(WORK INSTRUCTION) Write out the entries once more, exactly as they appear.

(DATASET EXCERPTS)
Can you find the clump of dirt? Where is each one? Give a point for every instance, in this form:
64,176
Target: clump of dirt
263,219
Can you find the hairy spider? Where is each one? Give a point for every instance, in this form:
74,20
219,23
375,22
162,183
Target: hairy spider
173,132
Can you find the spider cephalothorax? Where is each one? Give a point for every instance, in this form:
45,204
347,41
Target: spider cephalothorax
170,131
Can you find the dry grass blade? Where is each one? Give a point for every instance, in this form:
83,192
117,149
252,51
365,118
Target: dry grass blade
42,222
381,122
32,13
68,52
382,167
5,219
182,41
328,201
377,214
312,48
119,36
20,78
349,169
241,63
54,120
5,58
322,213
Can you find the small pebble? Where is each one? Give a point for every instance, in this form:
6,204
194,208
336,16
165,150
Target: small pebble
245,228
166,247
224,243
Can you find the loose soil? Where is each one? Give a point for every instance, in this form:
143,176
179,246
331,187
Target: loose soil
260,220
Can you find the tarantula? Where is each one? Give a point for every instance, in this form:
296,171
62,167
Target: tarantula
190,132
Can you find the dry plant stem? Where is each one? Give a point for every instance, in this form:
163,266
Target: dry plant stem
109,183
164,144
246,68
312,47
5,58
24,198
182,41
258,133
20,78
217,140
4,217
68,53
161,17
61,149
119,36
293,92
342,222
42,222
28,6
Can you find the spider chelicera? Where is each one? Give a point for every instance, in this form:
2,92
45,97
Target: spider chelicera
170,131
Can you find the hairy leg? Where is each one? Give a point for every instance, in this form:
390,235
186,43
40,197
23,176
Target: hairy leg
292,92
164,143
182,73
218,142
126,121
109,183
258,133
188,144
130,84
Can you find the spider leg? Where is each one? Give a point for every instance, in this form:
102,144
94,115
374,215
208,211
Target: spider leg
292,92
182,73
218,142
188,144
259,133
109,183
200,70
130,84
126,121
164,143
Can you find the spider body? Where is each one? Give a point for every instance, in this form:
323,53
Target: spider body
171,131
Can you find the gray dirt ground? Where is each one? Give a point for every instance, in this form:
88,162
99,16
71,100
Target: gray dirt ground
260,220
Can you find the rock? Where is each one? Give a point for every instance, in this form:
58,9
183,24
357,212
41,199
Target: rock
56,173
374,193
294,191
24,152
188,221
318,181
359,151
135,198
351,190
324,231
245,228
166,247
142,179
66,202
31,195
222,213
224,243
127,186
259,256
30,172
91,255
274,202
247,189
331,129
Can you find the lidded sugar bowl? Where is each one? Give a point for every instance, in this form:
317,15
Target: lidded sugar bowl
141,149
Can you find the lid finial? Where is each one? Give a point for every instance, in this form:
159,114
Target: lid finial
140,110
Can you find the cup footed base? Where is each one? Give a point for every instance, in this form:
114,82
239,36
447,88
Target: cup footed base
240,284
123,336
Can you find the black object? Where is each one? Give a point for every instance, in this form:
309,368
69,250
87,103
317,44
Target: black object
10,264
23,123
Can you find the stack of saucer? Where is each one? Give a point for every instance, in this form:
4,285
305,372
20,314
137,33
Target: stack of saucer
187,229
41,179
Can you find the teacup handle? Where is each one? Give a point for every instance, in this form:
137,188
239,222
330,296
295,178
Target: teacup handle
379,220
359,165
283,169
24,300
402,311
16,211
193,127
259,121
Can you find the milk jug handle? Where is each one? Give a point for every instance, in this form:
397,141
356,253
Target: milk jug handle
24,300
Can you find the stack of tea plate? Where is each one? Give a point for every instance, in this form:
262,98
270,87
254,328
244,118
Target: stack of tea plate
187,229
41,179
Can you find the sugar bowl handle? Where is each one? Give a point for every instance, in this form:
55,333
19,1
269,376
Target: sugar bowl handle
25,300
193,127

(ANSWER TO THIS PROBLEM)
Can you find the clump of dirt? Where is each one? Give a point for every instance, in this form:
64,176
Target: clump of dirt
263,219
Can you find the hairy spider? Where is each one? Give a point for every instance, in this form:
74,20
219,23
375,22
162,183
Target: hairy spider
173,132
Can you find the spider cephalothorax? Where is each one? Give a point for every instance, in this form:
45,204
347,41
Target: spider cephalothorax
170,131
Can you find the dry grass blade? Where is each one? Give a point for every instance, in this form:
83,192
117,149
252,51
365,118
Target: dry grass blade
42,222
381,122
32,13
68,52
382,167
5,219
182,41
328,201
377,214
312,48
119,36
20,78
349,169
241,63
54,120
5,58
322,213
Can you find the small pebble? Where is each one? Give a point for every instance, in this form:
6,204
194,208
336,16
165,150
Target: small pebble
245,228
166,247
224,243
Can you find the loose soil? Where is each one? Give a point for every instance, in this form:
143,176
179,246
331,187
Target: loose soil
260,220
Can you find the tarantula? Where is each one? Give a point for every instance, in this form:
296,171
62,167
Target: tarantula
190,132
Can you find the dry plant stem? Where is each one? Give a point for every instance, in this form:
163,266
Target: dry plant stem
109,183
164,144
246,68
312,47
5,58
24,198
182,41
258,133
20,78
217,140
4,217
68,53
161,17
61,149
119,36
293,92
342,222
42,222
28,6
Can you find the spider chelicera? Where is each one? Give a point for every instance, in this form:
2,92
45,97
Target: spider chelicera
170,131
Can you find the hairy leg? Where is each one? Give a point for every instance, in this form:
390,235
186,43
40,197
23,176
Target: hairy leg
292,92
164,143
182,73
218,142
126,121
109,183
258,133
188,144
130,84
Can you find the spider leg? Where is each one? Give a point for every instance, in this form:
102,144
94,115
374,215
208,211
Target: spider leg
292,92
182,73
218,142
188,144
259,133
109,183
200,70
130,84
126,121
164,143
Can you find the spider body? Where is each one? Give a point for every instance, in this form:
323,53
Target: spider body
171,131
Can you find the gray dirt ground? Where is each one? Give a point for every instance, in this form:
88,162
99,16
71,100
Target: gray dirt ground
260,220
Can you find the rock? Where is each one? Give a point for every instance, in this form:
58,9
183,24
357,212
41,199
Target: rock
56,173
374,193
294,191
24,152
188,221
318,181
359,151
135,198
351,190
324,231
245,228
166,247
142,179
66,202
31,195
222,213
224,243
127,186
259,256
30,172
91,255
274,202
247,189
331,129
Can you find the lidded sugar bowl? Where is each one? Give a point for every instance, in this form:
317,15
Target: lidded sugar bowl
141,149
Can you find the lid finial? Where is each one? Give a point for every instance, in this form:
159,114
Target: lid finial
140,110
Can you find the cup footed base? Where is each one? Give a point for every instance, in this form:
114,82
239,36
447,88
Target: cup footed base
240,284
123,336
Can you find the black object? Where is each one? Give a point for every instance, in this form:
309,368
69,250
87,103
317,44
Target: black object
10,264
23,123
Can you find the stack of saucer? Where is each one? Give a point for every instance, in this form:
4,285
305,372
20,314
137,33
Target: stack of saucer
187,229
41,179
Can you find the teacup handle? Where is each one? Give a point for every instance, in this form:
137,188
239,222
330,296
295,178
Target: teacup handle
379,220
359,165
283,169
24,300
402,311
16,211
193,127
259,121
Can you find the milk jug handle? Where is each one? Give a point for every instance, in this form:
397,141
356,253
Target: milk jug handle
24,300
Can you find the stack of tea plate? Where is each one? Give a point for every instance, in this form:
262,98
270,87
254,328
244,118
Target: stack of tea plate
187,229
41,179
Can you find the sugar bowl handle? Where is each one? Give a point for every instance, in this form:
55,333
19,1
269,376
Target: sugar bowl handle
25,300
193,127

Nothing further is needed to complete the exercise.